### Text section
....................
On receiving notice, the appellant filed the application under Section 25(B) of the Act accompanied by an affidavit in which it was stated inter alia that on the face of even admitted facts the case pertains to a dispute over ownership and not a dispute as regards landlord and tenant. In paragraph 4 of the petition, it was specifically averred that the petitioner (respondent herein) has not put the respondent in possession as tenant but vide an agreement to sell after receiving full and final payment. It was alleged in paragraph 5 of the petition that the alleged tenancy is a figment and fiction of the mind of the petitioner which does not exist at all; that nothing whatsoever has been prima facie shown that the ownership was overnight turned into tenancy. It was also averred in the petition that the petitioner was trying to take fraudulent advantage of issuing two cheques to the respondent ( appellant herein) by saying that it was a refund of the sale consideration.
According to the appellant, there was no question of any refund of consideration. It was also alleged that the petition was false and fraudulent and there is no cause of action in favour of the petitioner.
From the order passed by the Additional Rent Controller it appears that he proceeded on the assumption that the appellant had admitted the relationship of landlord and tenant between the parties. He observed in paragraph 4 of the order that the respondent in his application as well as in the accompanying affidavit has stated that the present case pertains to dispute of ownership and there is no dispute as regard to landlord and tenant. In paragraph 10 of the order while recording his findings on the essential ingredients of Section 14(1)(e) of the Act, the Additional Rent Controller observed he has specifically stated that there is no dispute as regard to landlord and tenant. On such consideration, the Additional Rent Controller declined to grant leave to the appellant to contest the prayer for eviction and allowed the eviction petition filed by the respondent. From the order of the High Court it appears that the Court has not adverted to the questions which arise for determination in the case. The court disposed of the Revision Petition filed by the appellant with the observation that since he has filed two suits for specific performance of the agreement of sale between the parties, he could approach the Civil Court for appropriate order of stay or direction.
By the order dated 19.7.1999, this Court issued notice to the respondent to show cause why the special leave petition should not be disposed of at notice stage itself for showing cause as to why till the petitioners suit for specific performance and title suit which are pending, are decided, the decree for possession should not be executed.
But at the hearing of the appeal, learned counsel appearing for both the parties have addressed the court on the question of validity and sustainability of the order passed by the Additional Rent Controller rejecting the application filed by the appellant under Section 25(B) of the Act.
Therefore, we will take up the question as formulated earlier.
....................
### The tasks
- a) In the court ruling on the eviction petition, under which section of the Act did the appellant file the application on receiving notice?
- b) Pick up the court ruling on the eviction petition after its last sentence and write the passage that comes next.
The items after the court ruling on the eviction petition are unrelated to it.
....................
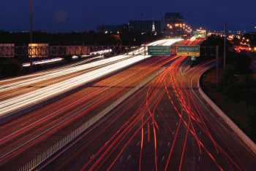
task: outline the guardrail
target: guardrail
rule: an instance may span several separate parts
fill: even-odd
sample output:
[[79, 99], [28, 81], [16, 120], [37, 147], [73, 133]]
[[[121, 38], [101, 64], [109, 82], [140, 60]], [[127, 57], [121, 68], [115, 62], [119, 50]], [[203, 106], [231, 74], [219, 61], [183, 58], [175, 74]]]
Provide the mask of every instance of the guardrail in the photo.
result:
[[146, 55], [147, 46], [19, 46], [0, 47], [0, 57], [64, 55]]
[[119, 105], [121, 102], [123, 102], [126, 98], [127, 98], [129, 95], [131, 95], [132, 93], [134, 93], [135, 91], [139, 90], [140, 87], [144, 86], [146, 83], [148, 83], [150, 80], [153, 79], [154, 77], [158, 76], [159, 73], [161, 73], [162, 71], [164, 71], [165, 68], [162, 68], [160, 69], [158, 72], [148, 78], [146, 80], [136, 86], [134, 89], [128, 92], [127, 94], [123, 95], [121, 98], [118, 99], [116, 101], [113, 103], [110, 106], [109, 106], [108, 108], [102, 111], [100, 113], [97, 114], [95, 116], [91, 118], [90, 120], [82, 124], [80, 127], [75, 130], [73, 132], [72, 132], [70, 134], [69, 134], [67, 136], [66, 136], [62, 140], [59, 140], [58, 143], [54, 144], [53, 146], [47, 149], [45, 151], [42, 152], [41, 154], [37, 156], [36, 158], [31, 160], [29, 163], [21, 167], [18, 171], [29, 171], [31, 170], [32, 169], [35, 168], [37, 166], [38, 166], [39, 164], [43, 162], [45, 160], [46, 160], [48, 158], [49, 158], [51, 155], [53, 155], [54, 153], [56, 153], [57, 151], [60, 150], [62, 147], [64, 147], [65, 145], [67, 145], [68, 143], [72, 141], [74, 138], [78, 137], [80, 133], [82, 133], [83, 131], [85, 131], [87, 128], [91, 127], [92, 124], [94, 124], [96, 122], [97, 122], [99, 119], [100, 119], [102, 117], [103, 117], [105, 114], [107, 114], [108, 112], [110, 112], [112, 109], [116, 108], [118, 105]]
....................
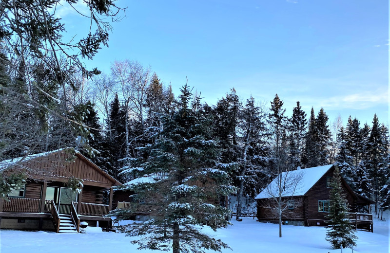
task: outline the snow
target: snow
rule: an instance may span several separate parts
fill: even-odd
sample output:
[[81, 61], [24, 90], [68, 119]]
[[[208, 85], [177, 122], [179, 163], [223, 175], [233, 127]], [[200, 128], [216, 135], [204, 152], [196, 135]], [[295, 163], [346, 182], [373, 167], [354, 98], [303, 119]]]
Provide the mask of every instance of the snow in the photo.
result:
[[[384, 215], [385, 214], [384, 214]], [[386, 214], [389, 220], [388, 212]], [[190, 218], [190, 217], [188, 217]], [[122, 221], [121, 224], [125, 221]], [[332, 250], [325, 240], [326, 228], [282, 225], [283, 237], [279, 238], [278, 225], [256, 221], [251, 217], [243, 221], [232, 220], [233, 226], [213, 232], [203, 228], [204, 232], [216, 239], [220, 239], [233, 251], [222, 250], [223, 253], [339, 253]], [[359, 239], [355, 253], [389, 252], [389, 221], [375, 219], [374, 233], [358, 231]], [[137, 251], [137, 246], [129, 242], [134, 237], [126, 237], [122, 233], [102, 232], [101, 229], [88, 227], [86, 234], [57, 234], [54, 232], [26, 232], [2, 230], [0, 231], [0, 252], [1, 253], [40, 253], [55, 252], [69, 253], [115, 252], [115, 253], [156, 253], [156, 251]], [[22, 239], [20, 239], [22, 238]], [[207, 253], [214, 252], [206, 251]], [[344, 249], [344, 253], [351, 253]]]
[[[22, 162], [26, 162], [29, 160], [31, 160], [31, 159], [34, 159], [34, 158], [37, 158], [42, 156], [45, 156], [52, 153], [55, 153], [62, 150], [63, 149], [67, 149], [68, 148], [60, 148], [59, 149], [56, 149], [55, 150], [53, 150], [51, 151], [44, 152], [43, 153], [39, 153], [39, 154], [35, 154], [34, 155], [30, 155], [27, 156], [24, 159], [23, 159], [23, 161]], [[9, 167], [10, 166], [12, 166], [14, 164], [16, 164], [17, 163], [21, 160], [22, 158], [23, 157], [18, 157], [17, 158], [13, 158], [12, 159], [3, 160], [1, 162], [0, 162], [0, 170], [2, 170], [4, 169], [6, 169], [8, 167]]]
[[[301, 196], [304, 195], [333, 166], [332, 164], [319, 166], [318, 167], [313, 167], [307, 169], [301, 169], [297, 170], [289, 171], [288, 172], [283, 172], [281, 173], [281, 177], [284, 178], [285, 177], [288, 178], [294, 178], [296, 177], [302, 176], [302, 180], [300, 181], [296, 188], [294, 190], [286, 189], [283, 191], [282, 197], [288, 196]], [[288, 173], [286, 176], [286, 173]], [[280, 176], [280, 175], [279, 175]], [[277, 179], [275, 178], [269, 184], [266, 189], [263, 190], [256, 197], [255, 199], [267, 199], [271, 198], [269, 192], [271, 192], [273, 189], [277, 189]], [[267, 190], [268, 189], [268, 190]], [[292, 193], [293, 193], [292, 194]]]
....................
### Responses per task
- a) Section 25(B) of the Act.

- b)
In Section 25(B), the special procedure for the disposal of applications for eviction on the ground of bona fide requirement is laid down. Sub-Sections 1, 4, 6, 8 and 10 of the said section which are relevant for the purpose of the present case are quoted hereunder:
Section 25(B)- Special procedure for the disposal of applications for eviction on the ground of bona fide requirement- (1) Every application by a landlord for the recovery of possession of any premises on the ground specified in clause (e) of the proviso to sub-section (1) of Section 14, or under Section 14A ( or under Section 14B or under section 14C or under section 14D), shall be dealt with in accordance with the procedure specified in this section.
X x x x X x x x (4) The tenant on whom the summons is duly served (whether in the ordinary way or by registered post) in the form specified in the Third Schedule shall not contest the prayer for eviction from the premises unless he files an affidavit stating the grounds on which he seeks to contest the application for eviction and obtains leave from the Controller as hereinafter provided; and in default of his appearance in pursuance of the summons or his obtaining such leave, the statement made by the landlord in the application for eviction shall be deemed to be admitted by the tenant and the applicant shall be entitled to an order for eviction on the ground aforesaid.
X x x x (6) Where leave is granted to the tenant to contest the application, the Controller shall commence the hearing of the application as early as practicable.
X x x x (8)No appeal or second appeal shall lie against an order for the recovery of possession of any premises made by the Controller in accordance with the procedure specified in this section:
Provided that the High Court may, for the purpose of satisfying itself that an order made by the Controller under this Section is according to law, call for the records of the case and pass such order in respect thereto as thinks fit.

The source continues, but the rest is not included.